YOUR OBJECTIVE → What you produce should match the records exactly, line for line.

◇ ◇ ◇ ◇ ◇

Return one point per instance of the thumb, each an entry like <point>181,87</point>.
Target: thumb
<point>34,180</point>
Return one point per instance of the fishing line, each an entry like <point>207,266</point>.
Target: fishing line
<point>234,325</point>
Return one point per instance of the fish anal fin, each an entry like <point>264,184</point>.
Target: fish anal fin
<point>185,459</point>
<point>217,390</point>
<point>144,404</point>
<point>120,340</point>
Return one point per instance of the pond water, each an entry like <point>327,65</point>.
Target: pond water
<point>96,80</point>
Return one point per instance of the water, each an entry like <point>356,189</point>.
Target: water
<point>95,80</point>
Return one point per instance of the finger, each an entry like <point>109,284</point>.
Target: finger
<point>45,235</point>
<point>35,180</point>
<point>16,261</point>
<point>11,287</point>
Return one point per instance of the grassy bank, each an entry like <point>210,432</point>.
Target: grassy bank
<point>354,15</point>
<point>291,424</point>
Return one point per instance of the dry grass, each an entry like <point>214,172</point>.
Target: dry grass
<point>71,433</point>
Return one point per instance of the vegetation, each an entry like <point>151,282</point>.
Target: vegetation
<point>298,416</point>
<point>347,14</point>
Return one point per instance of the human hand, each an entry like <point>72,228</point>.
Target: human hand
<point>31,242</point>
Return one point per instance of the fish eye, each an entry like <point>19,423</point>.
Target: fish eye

◇ ◇ ◇ ◇ ◇

YOUR SOLUTION →
Return one point per instance of the thumb, each an entry like <point>181,87</point>.
Target: thumb
<point>34,180</point>
Return one point per instance of the fishing line, each an entry like <point>207,266</point>.
Target: fishing line
<point>234,325</point>
Return one point per instance of the fish anal fin, each an entry like <point>264,184</point>.
Target: fish anal fin
<point>185,459</point>
<point>217,390</point>
<point>144,404</point>
<point>120,340</point>
Return one point per instance of the pond water, each an entry like <point>327,65</point>.
Target: pond water
<point>96,80</point>
Return one point per instance of the water, each an entry like <point>356,189</point>.
Target: water
<point>95,80</point>
Return one point per instance of the finger, each an entry like <point>109,284</point>.
Target: finger
<point>45,235</point>
<point>35,180</point>
<point>16,261</point>
<point>11,287</point>
Return one point per instance of the grassy bank, each an entry like <point>210,432</point>.
Target: grassy bank
<point>354,15</point>
<point>291,424</point>
Return one point per instance of the dry grass, each an entry like <point>214,172</point>.
Target: dry grass
<point>71,433</point>
Return one point per instance of the vegetation, each an entry like <point>151,282</point>.
Target: vegetation
<point>298,416</point>
<point>347,14</point>
Return one point per instance of the human hand, each an entry like <point>72,228</point>.
Target: human hand
<point>31,242</point>
Return one point per instance of the fish eye, each an entry like <point>19,423</point>.
Target: fish eye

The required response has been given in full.